Task details:
Find every line in the records below that contains the word "target", and copy each such line.

══ Data section ══

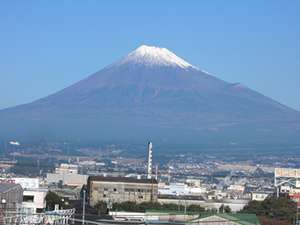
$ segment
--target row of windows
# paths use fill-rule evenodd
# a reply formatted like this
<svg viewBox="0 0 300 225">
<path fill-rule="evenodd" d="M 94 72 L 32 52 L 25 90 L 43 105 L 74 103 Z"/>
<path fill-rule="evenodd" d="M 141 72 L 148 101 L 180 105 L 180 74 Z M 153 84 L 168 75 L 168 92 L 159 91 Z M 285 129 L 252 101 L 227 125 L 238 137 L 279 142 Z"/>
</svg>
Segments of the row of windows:
<svg viewBox="0 0 300 225">
<path fill-rule="evenodd" d="M 104 188 L 103 190 L 104 190 L 104 191 L 109 191 L 108 188 Z M 116 191 L 117 191 L 117 188 L 113 188 L 112 191 L 115 191 L 115 192 L 116 192 Z"/>
<path fill-rule="evenodd" d="M 107 197 L 107 195 L 106 195 L 106 194 L 104 194 L 104 195 L 103 195 L 103 198 L 106 198 L 106 197 Z M 140 195 L 140 196 L 138 196 L 138 198 L 139 198 L 139 199 L 143 199 L 143 198 L 144 198 L 144 196 Z"/>
<path fill-rule="evenodd" d="M 117 192 L 118 191 L 118 189 L 117 188 L 113 188 L 113 189 L 109 189 L 109 188 L 101 188 L 101 187 L 95 187 L 94 188 L 94 190 L 95 191 L 113 191 L 113 192 Z M 125 192 L 141 192 L 141 193 L 147 193 L 147 192 L 152 192 L 152 190 L 151 189 L 140 189 L 140 188 L 138 188 L 138 189 L 135 189 L 135 188 L 125 188 L 124 189 L 124 191 Z"/>
<path fill-rule="evenodd" d="M 145 193 L 151 192 L 150 189 L 134 189 L 134 188 L 125 188 L 124 191 L 125 192 L 142 192 L 142 193 L 143 192 L 145 192 Z"/>
</svg>

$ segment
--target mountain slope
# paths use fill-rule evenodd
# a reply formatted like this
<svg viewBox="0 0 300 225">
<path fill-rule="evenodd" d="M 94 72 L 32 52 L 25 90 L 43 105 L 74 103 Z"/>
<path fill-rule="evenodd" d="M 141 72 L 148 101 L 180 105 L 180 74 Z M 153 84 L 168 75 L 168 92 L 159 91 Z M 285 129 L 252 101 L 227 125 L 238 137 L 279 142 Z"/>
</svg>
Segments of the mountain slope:
<svg viewBox="0 0 300 225">
<path fill-rule="evenodd" d="M 0 111 L 6 138 L 166 145 L 296 145 L 299 113 L 220 80 L 165 48 L 141 46 L 88 78 Z"/>
</svg>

═══

Answer below:
--target row of windows
--target mountain slope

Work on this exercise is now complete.